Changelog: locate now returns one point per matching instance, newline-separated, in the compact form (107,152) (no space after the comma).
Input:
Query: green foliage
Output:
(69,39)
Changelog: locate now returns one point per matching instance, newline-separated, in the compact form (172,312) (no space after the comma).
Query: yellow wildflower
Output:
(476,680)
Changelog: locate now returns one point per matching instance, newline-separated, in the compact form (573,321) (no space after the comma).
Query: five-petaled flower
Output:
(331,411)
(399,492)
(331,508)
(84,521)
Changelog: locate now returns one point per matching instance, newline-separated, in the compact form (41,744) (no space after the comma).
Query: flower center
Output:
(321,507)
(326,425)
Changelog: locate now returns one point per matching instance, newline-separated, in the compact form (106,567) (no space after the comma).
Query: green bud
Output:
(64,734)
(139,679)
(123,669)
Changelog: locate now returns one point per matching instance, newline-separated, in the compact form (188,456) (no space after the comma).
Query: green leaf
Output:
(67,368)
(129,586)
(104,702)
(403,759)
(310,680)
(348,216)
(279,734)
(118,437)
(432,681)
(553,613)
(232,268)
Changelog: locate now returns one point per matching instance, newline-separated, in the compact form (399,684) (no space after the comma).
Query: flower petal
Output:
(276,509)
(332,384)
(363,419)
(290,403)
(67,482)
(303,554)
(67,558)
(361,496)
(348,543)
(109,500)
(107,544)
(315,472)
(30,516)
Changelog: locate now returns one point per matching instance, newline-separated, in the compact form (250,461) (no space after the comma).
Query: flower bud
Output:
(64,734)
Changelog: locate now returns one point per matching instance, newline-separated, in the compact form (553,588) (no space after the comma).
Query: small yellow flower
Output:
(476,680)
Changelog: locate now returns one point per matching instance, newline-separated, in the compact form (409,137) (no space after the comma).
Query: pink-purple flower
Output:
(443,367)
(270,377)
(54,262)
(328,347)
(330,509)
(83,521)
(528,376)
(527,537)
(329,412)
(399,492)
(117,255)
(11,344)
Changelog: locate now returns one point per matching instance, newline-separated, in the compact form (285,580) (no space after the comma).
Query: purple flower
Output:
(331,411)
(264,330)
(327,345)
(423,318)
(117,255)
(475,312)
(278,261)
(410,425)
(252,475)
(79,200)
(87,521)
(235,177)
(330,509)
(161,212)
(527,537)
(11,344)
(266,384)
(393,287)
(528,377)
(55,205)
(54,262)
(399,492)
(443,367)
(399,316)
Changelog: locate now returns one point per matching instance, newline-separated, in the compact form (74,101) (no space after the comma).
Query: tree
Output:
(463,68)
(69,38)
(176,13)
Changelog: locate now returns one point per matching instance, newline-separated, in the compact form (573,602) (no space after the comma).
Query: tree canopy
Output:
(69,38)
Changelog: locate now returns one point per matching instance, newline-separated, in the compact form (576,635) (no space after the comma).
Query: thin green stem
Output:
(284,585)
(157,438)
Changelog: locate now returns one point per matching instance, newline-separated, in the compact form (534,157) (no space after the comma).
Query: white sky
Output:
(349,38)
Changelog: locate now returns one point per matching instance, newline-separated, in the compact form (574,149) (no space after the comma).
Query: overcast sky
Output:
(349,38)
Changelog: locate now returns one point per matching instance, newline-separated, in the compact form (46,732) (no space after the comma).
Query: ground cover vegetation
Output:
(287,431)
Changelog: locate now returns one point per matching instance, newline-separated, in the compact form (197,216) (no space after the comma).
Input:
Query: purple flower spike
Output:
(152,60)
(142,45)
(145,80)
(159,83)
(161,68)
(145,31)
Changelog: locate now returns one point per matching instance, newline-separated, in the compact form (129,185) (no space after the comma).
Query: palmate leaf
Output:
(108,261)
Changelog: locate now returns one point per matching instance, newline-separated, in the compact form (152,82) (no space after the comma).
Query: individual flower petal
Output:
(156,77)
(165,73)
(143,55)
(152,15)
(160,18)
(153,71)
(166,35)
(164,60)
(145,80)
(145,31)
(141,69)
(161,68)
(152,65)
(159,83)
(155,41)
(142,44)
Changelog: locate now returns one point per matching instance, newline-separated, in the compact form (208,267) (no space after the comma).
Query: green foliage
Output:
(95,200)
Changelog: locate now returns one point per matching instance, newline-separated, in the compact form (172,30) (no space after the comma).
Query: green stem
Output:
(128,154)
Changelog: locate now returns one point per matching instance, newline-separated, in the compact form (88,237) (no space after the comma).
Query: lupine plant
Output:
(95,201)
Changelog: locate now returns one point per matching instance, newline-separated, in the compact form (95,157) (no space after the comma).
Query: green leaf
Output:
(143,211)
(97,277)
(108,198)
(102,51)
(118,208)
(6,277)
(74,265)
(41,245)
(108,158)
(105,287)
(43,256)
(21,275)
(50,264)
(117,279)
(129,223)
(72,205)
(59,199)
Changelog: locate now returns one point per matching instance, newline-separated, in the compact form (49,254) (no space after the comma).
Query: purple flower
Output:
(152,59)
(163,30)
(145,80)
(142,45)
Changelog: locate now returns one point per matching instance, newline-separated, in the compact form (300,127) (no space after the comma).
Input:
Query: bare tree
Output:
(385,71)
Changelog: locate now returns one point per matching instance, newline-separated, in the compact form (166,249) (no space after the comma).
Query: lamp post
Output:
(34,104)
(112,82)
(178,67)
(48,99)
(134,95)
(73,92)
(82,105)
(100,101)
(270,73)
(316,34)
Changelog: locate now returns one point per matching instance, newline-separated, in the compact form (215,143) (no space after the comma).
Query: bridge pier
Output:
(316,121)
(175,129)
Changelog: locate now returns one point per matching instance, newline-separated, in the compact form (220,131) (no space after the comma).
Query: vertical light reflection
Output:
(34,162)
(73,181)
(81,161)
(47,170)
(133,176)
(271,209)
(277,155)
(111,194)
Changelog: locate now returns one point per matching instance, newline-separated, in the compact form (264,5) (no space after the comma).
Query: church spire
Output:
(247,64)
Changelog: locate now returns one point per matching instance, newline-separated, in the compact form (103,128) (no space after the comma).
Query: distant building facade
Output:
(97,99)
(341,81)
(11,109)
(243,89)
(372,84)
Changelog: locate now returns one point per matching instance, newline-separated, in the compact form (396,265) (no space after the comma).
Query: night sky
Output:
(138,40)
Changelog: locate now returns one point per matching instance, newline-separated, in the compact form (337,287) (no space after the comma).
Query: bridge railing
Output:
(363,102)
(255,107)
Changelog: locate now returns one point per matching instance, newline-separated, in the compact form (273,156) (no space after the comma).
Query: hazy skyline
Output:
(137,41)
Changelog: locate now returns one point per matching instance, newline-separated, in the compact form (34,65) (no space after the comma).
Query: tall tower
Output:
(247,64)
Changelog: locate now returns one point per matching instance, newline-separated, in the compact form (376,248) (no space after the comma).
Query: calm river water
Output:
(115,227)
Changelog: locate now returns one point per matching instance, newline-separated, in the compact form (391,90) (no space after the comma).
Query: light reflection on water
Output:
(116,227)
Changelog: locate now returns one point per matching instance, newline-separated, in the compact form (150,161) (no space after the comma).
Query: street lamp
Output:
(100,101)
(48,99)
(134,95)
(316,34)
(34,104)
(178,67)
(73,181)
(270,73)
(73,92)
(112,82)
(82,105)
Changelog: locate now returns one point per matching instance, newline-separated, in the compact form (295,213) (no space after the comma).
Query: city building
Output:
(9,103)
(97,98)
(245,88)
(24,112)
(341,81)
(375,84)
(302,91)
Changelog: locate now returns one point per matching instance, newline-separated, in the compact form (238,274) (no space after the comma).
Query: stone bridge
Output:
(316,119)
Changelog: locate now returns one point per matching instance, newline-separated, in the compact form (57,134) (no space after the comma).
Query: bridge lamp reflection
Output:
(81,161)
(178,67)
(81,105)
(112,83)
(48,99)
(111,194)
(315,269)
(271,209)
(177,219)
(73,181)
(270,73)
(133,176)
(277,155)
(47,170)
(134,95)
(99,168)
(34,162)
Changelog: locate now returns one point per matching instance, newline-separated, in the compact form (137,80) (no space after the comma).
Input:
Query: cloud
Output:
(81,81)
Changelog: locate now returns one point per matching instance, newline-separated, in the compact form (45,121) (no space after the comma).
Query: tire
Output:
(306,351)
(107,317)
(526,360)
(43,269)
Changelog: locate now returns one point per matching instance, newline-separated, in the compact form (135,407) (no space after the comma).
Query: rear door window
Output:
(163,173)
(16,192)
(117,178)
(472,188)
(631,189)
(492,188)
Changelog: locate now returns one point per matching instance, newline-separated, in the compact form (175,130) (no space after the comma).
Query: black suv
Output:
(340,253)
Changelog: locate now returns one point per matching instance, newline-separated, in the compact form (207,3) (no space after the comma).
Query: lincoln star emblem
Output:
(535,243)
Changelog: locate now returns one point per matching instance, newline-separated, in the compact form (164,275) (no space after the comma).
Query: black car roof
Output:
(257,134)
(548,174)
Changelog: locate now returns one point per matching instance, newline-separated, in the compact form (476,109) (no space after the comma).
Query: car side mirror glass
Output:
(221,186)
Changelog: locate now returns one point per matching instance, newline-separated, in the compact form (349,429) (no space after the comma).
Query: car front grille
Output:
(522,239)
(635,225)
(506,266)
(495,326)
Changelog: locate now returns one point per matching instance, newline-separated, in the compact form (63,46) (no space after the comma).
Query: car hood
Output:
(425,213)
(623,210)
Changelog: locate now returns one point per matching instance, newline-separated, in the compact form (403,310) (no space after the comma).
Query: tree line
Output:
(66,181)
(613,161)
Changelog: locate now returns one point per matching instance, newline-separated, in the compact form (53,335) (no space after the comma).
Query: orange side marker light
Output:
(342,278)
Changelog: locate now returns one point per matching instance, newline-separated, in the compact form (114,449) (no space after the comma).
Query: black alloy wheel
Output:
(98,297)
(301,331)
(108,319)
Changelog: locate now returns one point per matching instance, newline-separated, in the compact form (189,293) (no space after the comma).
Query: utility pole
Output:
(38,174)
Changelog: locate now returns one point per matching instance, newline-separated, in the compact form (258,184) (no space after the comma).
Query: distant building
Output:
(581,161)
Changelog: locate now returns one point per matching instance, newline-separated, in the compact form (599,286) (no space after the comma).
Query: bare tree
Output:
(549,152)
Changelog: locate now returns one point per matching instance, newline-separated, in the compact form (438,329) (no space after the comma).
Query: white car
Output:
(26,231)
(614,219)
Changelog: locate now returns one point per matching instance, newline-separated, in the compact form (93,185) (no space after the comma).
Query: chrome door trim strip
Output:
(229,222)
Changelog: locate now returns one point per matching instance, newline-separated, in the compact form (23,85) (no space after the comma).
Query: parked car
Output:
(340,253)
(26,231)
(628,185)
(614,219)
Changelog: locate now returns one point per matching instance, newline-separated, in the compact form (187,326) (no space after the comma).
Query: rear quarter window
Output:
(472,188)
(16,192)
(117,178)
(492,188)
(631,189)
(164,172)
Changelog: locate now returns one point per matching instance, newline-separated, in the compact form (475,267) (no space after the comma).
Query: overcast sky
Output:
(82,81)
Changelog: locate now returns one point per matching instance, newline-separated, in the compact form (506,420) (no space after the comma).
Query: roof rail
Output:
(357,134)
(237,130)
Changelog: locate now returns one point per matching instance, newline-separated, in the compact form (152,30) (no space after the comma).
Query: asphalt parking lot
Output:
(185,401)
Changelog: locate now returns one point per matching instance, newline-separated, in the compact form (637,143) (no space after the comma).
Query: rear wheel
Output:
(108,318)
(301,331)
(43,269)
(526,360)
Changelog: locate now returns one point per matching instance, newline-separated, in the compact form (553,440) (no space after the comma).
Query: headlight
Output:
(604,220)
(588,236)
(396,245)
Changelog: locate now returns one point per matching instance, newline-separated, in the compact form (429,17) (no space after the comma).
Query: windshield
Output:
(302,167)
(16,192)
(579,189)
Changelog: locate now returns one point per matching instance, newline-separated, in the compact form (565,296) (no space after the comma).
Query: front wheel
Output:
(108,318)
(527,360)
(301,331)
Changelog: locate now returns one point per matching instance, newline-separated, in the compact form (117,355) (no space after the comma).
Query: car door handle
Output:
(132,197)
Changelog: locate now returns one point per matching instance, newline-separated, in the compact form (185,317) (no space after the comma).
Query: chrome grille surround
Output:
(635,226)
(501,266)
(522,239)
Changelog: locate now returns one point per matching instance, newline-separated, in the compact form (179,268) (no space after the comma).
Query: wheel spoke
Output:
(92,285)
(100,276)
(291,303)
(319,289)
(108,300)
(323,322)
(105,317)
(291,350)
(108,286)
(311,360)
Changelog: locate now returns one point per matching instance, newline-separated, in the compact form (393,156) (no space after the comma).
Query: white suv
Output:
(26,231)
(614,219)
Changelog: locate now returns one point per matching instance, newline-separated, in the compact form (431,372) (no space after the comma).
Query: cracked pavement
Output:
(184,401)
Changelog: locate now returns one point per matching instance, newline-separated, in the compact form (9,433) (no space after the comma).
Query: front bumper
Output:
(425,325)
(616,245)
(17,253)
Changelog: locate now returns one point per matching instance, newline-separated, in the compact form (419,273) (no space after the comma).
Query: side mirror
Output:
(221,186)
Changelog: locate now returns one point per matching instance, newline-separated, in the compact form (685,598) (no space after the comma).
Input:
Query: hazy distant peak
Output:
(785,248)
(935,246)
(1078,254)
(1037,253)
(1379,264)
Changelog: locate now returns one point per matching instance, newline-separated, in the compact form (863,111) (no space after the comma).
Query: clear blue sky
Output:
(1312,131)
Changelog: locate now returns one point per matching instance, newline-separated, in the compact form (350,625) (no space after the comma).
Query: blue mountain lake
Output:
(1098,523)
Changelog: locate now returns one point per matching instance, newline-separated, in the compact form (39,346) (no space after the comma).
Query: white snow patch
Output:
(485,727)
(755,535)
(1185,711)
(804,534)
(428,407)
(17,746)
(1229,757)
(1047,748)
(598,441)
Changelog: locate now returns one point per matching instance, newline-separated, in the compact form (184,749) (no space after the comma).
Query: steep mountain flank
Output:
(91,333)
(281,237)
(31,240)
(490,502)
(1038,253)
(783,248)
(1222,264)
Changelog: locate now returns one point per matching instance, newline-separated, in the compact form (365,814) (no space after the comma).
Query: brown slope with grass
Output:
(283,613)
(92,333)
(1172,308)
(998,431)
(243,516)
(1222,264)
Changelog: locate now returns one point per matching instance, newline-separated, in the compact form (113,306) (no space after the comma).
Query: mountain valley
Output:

::::::::::

> _Directions for this task_
The lines to extract from the data above begin with the line containing "Query: white car" and end with the line containing "Query: roof rail". Extract them exactly, including both.

> _Result of the exercise_
Query: white car
Output:
(26,231)
(614,219)
Changelog: locate now returns one point per matching instance, newline-separated, in the compact form (93,185) (no space after the comma).
Query: chrome door trim strip
Output:
(229,222)
Changelog: locate now returns one point per matching instance, newline-separated, in the compact form (23,85) (no space after the comma).
Query: parked car
Output:
(340,253)
(26,231)
(628,185)
(614,219)
Changelog: locate now returns one point per matching instance, newline-separated, in the compact form (187,326) (no space after the comma).
Query: rear quarter window
Output:
(472,188)
(16,192)
(117,178)
(492,188)
(631,189)
(164,172)
Changelog: locate now returns one point per matching instance, newline-separated, in the compact form (475,267) (no space after the comma).
Query: overcast sky
Output:
(82,81)
Changelog: locate now returns one point per matching instance, newline-separated, in the compact form (506,420) (no space after the comma).
Query: roof rail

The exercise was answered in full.